◆ WHAT IS EXPECTED: Rewrite the Lenox china excerpt from the words "A central part" through the words "renowned ivory china.", swapping "Federal government" for "national government".

◆ EXCERPT TO READ:

It is my will and desire that Lenox, Incorporated shall at all times manufacture the highest possible grades of porcelain; that the standard of excellence already attained shall ever be advanced..."
— Walter Scott Lenox
As the Lenox website proclaims: Since 1889 the vision of Walter Scott Lenox has guided the company he founded to set the highest standards for quality, artistry, and beauty. Today Lenox is among the world's oldest and most respected names in fine tableware and giftware — favored by presidents, displayed in museums, honored with awards, and enjoyed in homes across America.
A central part of the company’s success is its production of china for not just the White House, but also departments within the Federal government, Governor’s mansions in many states and even foreign governments.
Lenox White House China
Between 1918 and the present, six presidents have commissioned Lenox to issue new state services, each reflecting both period tastes and the timeless beauty of Lenox's renowned ivory china.
"We are dependent upon foreign factories for the very dishes from which the Chief Executive of the United States must eat," thundered President Theodore Roosevelt in exasperation at the lack of quality American china in the early 20th century. Even though Congress had decreed in 1826 that all furnishings purchased for the White House be manufactured in the United States, no president had ever deemed domestic porcelain worthy of the State Dining Room.
Mrs. Woodrow Wilson, like first ladies before her, hoped to purchase an American china. Upon visiting Dulin & Martin Co. — a fashionable shop in Washington, D.C. — to view a display of Lenox china, she was so impressed that she asked the store to obtain designs from the pottery. The pattern developed by Lenox's chief designer, Frank Holmes, was as restrained and dignified as the Wilsons themselves. It features a deep ivory border surrounding a brighter ivory body and two bands of matte gold encrusted with stars, stripes, and other motifs. Each of the 1,700 pieces also bears the presidential seal in raised gold. The service was delivered to the White House between August and November 1918.

◆ DATA EXCERPTS:
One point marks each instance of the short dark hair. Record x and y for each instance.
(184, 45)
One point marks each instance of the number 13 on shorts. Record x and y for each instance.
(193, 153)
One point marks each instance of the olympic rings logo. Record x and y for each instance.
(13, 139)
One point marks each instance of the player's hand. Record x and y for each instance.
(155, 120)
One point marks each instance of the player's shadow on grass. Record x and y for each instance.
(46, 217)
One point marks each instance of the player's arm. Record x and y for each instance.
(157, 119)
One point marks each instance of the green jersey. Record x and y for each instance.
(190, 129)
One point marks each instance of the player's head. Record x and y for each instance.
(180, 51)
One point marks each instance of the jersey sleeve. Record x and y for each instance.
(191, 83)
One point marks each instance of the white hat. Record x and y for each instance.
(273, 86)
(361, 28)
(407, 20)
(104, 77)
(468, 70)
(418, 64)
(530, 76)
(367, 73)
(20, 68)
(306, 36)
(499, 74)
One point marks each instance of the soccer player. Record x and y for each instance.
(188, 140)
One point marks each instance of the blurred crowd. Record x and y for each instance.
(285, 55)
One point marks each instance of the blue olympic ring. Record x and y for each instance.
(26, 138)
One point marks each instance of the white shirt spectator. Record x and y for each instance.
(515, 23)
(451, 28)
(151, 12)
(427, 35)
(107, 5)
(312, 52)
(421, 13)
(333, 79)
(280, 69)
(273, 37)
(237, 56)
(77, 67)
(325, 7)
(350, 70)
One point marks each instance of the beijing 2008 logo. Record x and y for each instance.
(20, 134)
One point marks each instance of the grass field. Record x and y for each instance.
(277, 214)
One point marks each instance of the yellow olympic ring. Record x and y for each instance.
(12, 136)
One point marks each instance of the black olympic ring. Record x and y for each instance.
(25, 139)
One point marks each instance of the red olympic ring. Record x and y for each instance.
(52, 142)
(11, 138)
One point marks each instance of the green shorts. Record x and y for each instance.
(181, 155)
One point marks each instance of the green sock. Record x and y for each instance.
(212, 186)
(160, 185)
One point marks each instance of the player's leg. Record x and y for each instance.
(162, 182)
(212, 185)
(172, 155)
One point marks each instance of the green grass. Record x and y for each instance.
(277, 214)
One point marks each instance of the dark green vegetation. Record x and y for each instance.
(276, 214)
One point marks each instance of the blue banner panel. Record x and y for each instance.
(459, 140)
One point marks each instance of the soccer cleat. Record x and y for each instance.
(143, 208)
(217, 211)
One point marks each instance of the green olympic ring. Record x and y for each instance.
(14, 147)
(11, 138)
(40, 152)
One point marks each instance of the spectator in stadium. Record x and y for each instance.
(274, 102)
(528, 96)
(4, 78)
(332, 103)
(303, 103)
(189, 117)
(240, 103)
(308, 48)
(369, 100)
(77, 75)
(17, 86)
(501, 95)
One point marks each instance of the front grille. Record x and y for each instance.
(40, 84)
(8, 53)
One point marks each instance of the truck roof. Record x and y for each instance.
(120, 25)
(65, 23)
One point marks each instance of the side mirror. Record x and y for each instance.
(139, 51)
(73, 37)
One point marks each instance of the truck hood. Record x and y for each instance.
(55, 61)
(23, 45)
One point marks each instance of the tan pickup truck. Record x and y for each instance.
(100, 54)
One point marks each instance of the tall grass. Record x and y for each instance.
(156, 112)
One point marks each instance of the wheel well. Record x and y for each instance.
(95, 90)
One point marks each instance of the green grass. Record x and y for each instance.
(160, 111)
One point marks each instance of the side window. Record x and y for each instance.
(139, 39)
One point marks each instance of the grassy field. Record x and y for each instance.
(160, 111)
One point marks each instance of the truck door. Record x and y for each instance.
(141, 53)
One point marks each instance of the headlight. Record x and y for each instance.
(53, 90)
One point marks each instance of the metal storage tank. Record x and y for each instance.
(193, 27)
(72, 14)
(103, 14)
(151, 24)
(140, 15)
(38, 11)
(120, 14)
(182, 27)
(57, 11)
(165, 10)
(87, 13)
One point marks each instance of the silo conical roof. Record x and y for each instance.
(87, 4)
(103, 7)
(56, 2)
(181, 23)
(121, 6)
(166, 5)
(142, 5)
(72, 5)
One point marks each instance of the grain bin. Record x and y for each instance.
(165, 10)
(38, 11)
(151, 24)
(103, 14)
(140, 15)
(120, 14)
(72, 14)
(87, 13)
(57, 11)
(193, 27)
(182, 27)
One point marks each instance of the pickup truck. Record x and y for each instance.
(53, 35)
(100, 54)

◆ RESULT:
A central part of the company’s success is its production of china for not just the White House, but also departments within the national government, Governor’s mansions in many states and even foreign governments.
Lenox White House China
Between 1918 and the present, six presidents have commissioned Lenox to issue new state services, each reflecting both period tastes and the timeless beauty of Lenox's renowned ivory china.